• EXTRACTED DATA
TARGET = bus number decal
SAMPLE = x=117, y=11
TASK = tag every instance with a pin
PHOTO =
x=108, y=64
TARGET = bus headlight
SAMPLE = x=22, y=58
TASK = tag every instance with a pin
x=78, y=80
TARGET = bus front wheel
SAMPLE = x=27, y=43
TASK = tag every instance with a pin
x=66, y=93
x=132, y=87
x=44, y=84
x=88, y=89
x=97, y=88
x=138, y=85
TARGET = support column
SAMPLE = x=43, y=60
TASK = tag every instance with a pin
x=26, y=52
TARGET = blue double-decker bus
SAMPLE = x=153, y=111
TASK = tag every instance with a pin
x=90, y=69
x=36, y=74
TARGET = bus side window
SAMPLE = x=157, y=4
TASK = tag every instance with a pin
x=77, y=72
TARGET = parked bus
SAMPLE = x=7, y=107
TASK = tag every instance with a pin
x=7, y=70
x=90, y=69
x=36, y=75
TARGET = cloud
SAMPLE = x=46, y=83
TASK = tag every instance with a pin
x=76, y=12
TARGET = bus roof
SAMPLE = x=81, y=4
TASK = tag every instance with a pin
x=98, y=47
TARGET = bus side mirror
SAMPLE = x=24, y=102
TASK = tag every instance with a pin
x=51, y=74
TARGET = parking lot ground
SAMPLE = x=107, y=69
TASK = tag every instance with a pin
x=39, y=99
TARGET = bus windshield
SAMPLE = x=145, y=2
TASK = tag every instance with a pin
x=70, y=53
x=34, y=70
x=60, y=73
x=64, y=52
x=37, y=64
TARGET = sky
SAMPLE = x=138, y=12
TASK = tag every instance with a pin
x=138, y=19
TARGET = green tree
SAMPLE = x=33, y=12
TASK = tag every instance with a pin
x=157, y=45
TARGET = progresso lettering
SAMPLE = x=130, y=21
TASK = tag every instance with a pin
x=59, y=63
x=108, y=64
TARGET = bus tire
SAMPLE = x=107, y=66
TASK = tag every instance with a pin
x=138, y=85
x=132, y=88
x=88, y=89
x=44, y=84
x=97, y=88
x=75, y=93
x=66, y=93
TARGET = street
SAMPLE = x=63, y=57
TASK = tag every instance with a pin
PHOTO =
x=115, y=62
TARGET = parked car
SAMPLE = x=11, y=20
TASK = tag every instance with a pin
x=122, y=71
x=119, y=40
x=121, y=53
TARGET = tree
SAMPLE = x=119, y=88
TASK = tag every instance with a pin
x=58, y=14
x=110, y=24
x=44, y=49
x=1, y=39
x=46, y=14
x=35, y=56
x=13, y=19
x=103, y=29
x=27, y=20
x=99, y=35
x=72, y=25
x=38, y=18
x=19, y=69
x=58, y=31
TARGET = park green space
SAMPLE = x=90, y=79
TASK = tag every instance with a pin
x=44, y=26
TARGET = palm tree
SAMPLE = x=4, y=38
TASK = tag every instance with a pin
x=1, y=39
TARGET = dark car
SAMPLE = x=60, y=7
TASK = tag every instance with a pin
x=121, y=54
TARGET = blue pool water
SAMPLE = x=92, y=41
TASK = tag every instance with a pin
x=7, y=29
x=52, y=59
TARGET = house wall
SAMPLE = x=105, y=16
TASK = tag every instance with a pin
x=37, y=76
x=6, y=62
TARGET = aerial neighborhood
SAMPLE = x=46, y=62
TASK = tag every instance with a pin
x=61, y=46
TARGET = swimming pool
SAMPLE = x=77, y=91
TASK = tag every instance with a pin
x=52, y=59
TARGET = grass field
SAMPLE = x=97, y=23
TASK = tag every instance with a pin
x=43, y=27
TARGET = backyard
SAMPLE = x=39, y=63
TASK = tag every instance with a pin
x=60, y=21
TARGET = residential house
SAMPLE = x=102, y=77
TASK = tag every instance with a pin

• DESCRIPTION OF THE TASK
The records above need to be duplicated. Keep every word unchanged.

• OUTPUT
TARGET = bus number decal
SAMPLE = x=117, y=11
TASK = tag every instance with a pin
PHOTO =
x=108, y=64
TARGET = bus headlight
SAMPLE = x=22, y=58
TASK = tag every instance with a pin
x=78, y=80
TARGET = bus front wheel
SAMPLE = x=27, y=43
TASK = tag every instance with a pin
x=66, y=93
x=132, y=87
x=44, y=84
x=88, y=89
x=97, y=88
x=138, y=85
TARGET = support column
SAMPLE = x=43, y=60
TASK = tag every instance with a pin
x=26, y=52
TARGET = blue double-decker bus
SAMPLE = x=153, y=111
TASK = tag every instance with a pin
x=90, y=69
x=36, y=74
TARGET = bus side window
SAMPLE = x=157, y=4
TASK = tag every instance with a pin
x=77, y=72
TARGET = parked bus
SAMPLE = x=7, y=107
TASK = tag every instance with a pin
x=7, y=70
x=90, y=69
x=36, y=75
TARGET = cloud
SAMPLE = x=46, y=83
TASK = tag every instance with a pin
x=76, y=12
TARGET = bus roof
SAMPLE = x=81, y=4
TASK = tag every instance with a pin
x=98, y=47
TARGET = bus side mirror
SAMPLE = x=24, y=102
TASK = tag every instance with a pin
x=51, y=74
TARGET = parking lot ground
SAMPLE = x=107, y=69
TASK = tag every instance with a pin
x=39, y=99
TARGET = bus windshield
SAMPLE = x=145, y=2
TASK = tag every instance with a pin
x=70, y=53
x=34, y=70
x=60, y=73
x=64, y=52
x=37, y=64
TARGET = sky
SAMPLE = x=138, y=12
TASK = tag every instance with a pin
x=138, y=19
TARGET = green tree
SAMPLE = x=33, y=12
TASK = tag every instance with a pin
x=157, y=45
TARGET = progresso lettering
SAMPLE = x=130, y=21
TASK = tag every instance with a pin
x=59, y=63
x=108, y=64
TARGET = bus tire
SAMPLE = x=107, y=66
TASK = tag every instance with a pin
x=138, y=85
x=132, y=88
x=88, y=89
x=44, y=84
x=97, y=88
x=75, y=93
x=66, y=93
TARGET = street
SAMPLE = x=63, y=57
TASK = tag every instance with a pin
PHOTO =
x=115, y=62
TARGET = parked car
SAMPLE = x=11, y=20
TASK = tag every instance with a pin
x=122, y=71
x=119, y=40
x=121, y=53
TARGET = tree
SAMPLE = x=119, y=88
TASK = tag every instance with a pin
x=58, y=14
x=110, y=24
x=44, y=49
x=1, y=39
x=46, y=14
x=35, y=56
x=13, y=19
x=103, y=29
x=27, y=20
x=99, y=35
x=72, y=25
x=38, y=18
x=19, y=69
x=58, y=31
TARGET = park green space
SAMPLE = x=90, y=79
TASK = tag every instance with a pin
x=44, y=26
TARGET = palm tree
SAMPLE = x=4, y=38
TASK = tag every instance with a pin
x=1, y=39
TARGET = dark car
SAMPLE = x=60, y=7
TASK = tag every instance with a pin
x=121, y=54
TARGET = blue pool water
SAMPLE = x=92, y=41
TASK = tag every instance with a pin
x=7, y=29
x=52, y=59
TARGET = house wall
SAMPLE = x=105, y=16
TASK = tag every instance with a pin
x=37, y=76
x=6, y=62
TARGET = aerial neighborhood
SAMPLE = x=46, y=62
TASK = tag every instance with a pin
x=61, y=46
TARGET = swimming pool
SAMPLE = x=77, y=91
TASK = tag every instance with a pin
x=52, y=59
TARGET = grass field
SAMPLE = x=97, y=23
TASK = tag every instance with a pin
x=43, y=27
TARGET = backyard
SAMPLE = x=39, y=63
TASK = tag every instance with a pin
x=60, y=21
TARGET = residential house
SAMPLE = x=102, y=77
TASK = tag every instance with a pin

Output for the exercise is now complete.